DATA RECORDS —
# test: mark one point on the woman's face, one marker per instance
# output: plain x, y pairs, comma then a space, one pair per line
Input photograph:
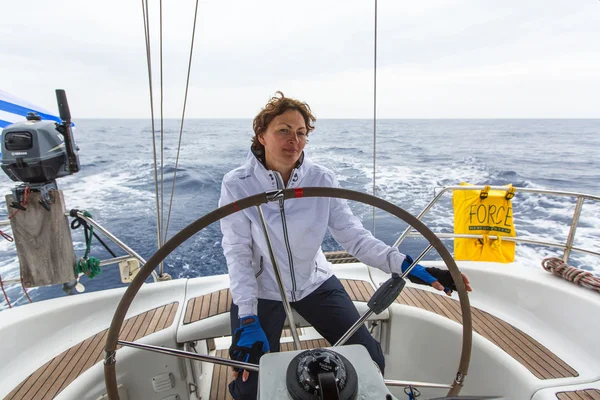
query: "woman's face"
284, 140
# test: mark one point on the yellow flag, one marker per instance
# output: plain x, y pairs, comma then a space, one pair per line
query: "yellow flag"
484, 212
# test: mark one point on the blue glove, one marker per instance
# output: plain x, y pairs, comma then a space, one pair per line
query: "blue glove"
426, 276
249, 341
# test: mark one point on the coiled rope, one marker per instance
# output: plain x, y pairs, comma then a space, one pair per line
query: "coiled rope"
89, 266
578, 276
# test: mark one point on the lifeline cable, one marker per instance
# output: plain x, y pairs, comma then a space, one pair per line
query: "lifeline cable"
4, 291
576, 275
146, 18
187, 84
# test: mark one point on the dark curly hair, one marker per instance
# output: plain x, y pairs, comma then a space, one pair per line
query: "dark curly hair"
278, 105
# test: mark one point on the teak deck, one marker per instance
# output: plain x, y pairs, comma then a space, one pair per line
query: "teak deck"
51, 378
526, 350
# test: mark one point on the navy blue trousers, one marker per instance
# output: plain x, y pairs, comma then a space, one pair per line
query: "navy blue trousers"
328, 309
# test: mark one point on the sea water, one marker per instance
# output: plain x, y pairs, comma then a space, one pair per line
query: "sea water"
415, 159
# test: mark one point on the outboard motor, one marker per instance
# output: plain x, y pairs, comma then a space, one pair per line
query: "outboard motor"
36, 152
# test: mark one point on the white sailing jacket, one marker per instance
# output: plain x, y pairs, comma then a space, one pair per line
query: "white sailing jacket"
296, 230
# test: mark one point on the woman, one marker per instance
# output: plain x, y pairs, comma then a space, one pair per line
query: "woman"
296, 229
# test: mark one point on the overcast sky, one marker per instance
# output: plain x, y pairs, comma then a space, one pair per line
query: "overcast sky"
436, 58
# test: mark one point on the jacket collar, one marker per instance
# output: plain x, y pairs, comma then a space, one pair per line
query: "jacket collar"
267, 177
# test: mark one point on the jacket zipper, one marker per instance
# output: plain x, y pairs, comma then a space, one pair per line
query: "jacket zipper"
317, 269
285, 235
260, 269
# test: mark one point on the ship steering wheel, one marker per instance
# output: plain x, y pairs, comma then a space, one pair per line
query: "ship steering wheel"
110, 376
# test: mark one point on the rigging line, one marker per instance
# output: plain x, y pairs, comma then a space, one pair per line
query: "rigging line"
149, 61
162, 147
374, 110
374, 119
187, 84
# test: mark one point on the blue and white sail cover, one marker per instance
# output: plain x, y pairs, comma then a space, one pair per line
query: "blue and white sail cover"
13, 109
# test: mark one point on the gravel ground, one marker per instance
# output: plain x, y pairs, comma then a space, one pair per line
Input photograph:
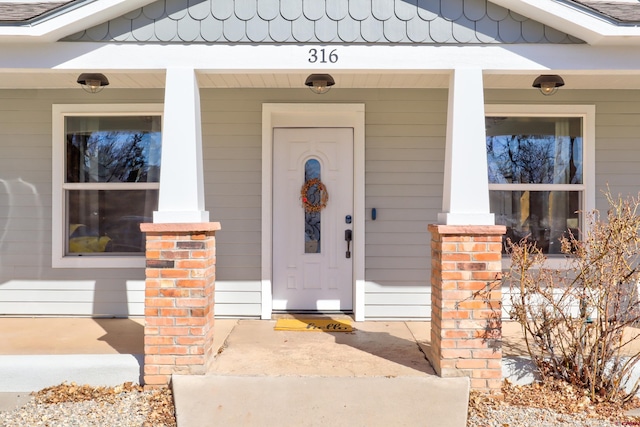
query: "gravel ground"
69, 405
520, 416
549, 404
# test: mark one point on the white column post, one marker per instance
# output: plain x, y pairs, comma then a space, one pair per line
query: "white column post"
465, 198
181, 170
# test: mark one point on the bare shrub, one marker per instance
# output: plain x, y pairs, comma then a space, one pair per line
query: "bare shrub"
578, 321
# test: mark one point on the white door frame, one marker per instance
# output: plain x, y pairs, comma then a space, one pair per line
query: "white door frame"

OBJECTIVE —
Reproduce the records verbatim, starting at the line containing "# test: mark one point on the gravel" and ending at the end of the records, leaving out the pictures.

REPLY —
# test: mark one point on the gravel ground, one marker per instance
# output: plain x, y pairs, comma then a space, one pair per line
Input photograph:
query: "gravel ground"
69, 405
520, 416
549, 404
# test: mark one point on the white column post, one marker per instance
# output: plain x, y pairs, comma then a space, one pair per line
query: "white column post"
465, 198
181, 170
# test: mark one point on the bare shrub, one marker per instance
# output: plain x, y pairs, comma then a space, one pair per line
query: "bare shrub"
578, 321
# test: mark one point on the white door frame, one marker per instance
# output: plain x, y pairs, comma then a space, one pair per line
query: "white door frame"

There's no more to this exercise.